▶ [Fragmento proporcionado]:
++++++++

Supongo que decir esto cuando nos están arengando con verborrea bélica a superar esto con honores domésticos es casi subversivo. Estamos en el tiempo de salvar niños hambrientos a golpe de clíquiti, de sentirnos parte de una comunidad por gritar “veo, veo” por la ventana y que te conteste un señor aburrido desde el otro lado de la calle, de sentirnos héroes por salir al balcón en pijama a dar palmas, de confeccionar mascarillas con retales que no podrá utilizar nadie porque no protegen de nada. Es la época de los gestos, del artificio, de la tramoya. Un fin del mundo instagramero y youtubero. Puritito postureo.

No me refiero, por supuesto, a los que de verdad están sufriendo, a las víctimas y sus familiares, esos no tienen tiempo ni ganas de lamentarse en redes o salir a cantar “resistiré” a voz en grito todos los días a las ocho. Bastante tienen con llorar a los suyos. La pornografía emocional siempre es del que le rozó una bala haciéndole un rasguñito mientras estaba en la retaguardia, no del que le volaron la tapa de los sesos en primera línea de fuego. Tampoco a los sanitarios y fuerzas de seguridad. Esos no están para fiestas, están haciendo su trabajo. Sin heroicidades, con discreción, con entrega. No conozco a ni uno solo que sienta que está haciendo historia o que merece un especial reconocimiento a su labor. Que lo merecen.

Es curioso este fenómeno. A mí, que tengo un acusado sentido del ridículo, me abochorna enormemente y al mismo tiempo no puedo apartar la vista, alucinada. Me fascina y me repugna.

Me molesta, por ejemplo y hasta el extremo de apagarla, que en la radio traten de motivarnos y alentarnos con consignas positivas, como si fuésemos niños con problemas cognitivos y ellos monitores de nuevas metodologías educativas. Un fin del mundo diseñado por María Montessori. Y es que como dice mi amiga Zoé Valdés, lo peor del apocalipsis es el buen rollito.

Quizás nos lo merecemos, como miembros de una sociedad infantilizada que suplica tutela contantemente, protección y amparo. Una que, como si fuera el rey o un tirano y párvulo hijo único, se sabe -se cree- irresponsable e inviolable. Y ahora, que lo único que nos piden es que nos estemos quietos y no jodamos mucho, nos sentimos héroes. Vaya cuajo. El enaltecimiento de la pasividad sin sonrojo.

Me puedo imaginar perfectamente, casi sin taparme la cara de vergüenza (he dicho “casi”) las navidades futuras. Como si fuera Ebenezer Scrooge y me hubiera visitado el fantasma correspondiente fuera de fecha y de carta.

Nochebuena 2050, interior noche. La sala, amplia, aparece decorada con un enorme árbol de navidad cuajado de vistosos adornos. En la chimenea arden unos troncos y penden unos calcetines llenitos de dulces. Huele a naranja, clavo y canela. Suena música, pero no la identifico gracias a mi amusia. Sobre la cómoda encontramos fotos del abuelo en pijama sosteniendo una taza de café. La mirada cansada pero firme, convencido de que esa guerra la iban a ganar juntos, resistiendo en esquijama y pantuflas. En otra foto aparece tumbado en el sofá, con el mando en la mano derecha y acariciando al gato con la izquierda. En otra, aplaudiendo muy fuerte en el balcón, junto a unos hermosos geranios. Nunca descuidó las plantas, ni en los peores momentos.

++++++++

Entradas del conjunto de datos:

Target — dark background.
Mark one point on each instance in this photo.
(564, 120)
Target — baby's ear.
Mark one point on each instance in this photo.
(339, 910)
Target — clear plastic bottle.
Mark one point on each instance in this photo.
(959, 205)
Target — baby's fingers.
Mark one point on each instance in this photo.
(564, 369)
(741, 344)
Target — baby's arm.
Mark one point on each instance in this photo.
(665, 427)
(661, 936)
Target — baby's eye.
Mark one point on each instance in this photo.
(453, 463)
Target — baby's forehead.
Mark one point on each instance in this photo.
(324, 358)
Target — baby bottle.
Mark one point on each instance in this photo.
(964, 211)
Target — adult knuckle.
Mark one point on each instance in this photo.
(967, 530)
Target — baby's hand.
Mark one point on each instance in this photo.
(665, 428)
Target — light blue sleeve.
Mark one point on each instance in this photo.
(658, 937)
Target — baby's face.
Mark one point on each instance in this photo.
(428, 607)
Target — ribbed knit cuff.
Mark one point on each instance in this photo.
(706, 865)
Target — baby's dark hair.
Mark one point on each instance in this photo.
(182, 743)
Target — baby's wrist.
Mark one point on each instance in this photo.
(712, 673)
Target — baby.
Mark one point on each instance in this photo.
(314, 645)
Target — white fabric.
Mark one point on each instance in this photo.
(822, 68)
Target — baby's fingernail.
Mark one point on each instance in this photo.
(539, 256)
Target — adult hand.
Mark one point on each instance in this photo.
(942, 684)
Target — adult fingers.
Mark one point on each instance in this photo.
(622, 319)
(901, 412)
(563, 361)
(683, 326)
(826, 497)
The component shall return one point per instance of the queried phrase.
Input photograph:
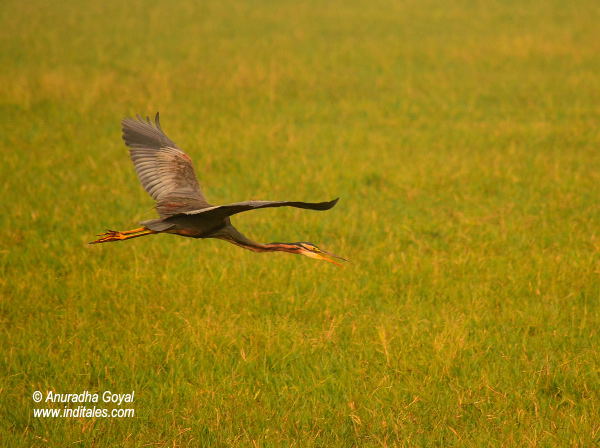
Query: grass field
(463, 139)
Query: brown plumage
(167, 174)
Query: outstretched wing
(165, 171)
(223, 211)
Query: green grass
(463, 140)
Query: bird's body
(167, 174)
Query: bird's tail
(114, 235)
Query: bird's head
(312, 251)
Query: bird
(167, 173)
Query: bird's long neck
(234, 236)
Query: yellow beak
(331, 258)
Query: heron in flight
(167, 174)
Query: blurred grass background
(463, 140)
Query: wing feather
(164, 170)
(223, 211)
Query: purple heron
(167, 174)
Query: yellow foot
(110, 235)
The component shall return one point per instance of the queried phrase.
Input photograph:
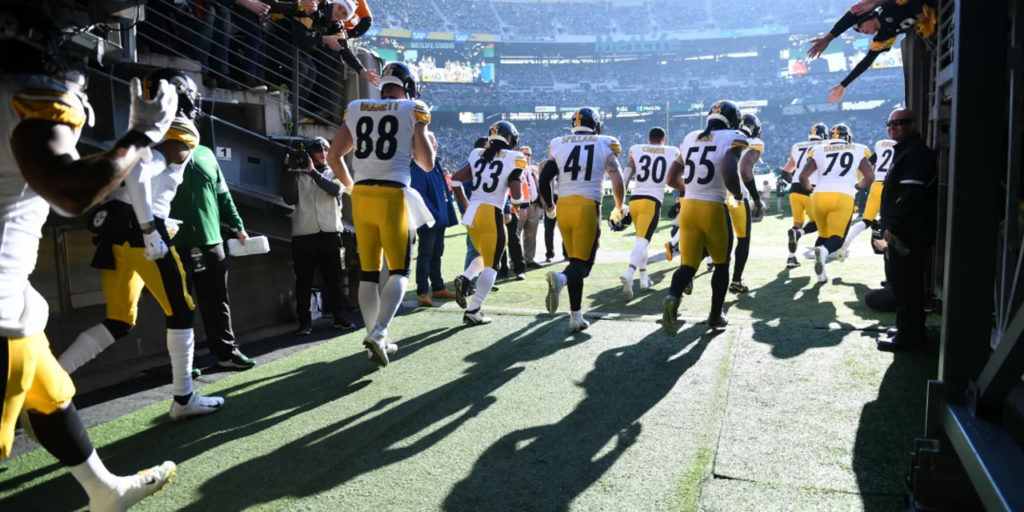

++++++++

▶ [Enunciado]: ¿Puedes reproducir el tramo del fragmento desde "Supongo que decir" hasta "youtubero. Puritito postureo.", pero renombrando "mascarillas" como "tapabocas"? El material no tiene relación con el fragmento.

▶ [Solución desarrollada]:
Supongo que decir esto cuando nos están arengando con verborrea bélica a superar esto con honores domésticos es casi subversivo. Estamos en el tiempo de salvar niños hambrientos a golpe de clíquiti, de sentirnos parte de una comunidad por gritar “veo, veo” por la ventana y que te conteste un señor aburrido desde el otro lado de la calle, de sentirnos héroes por salir al balcón en pijama a dar palmas, de confeccionar tapabocas con retales que no podrá utilizar nadie porque no protegen de nada. Es la época de los gestos, del artificio, de la tramoya. Un fin del mundo instagramero y youtubero. Puritito postureo.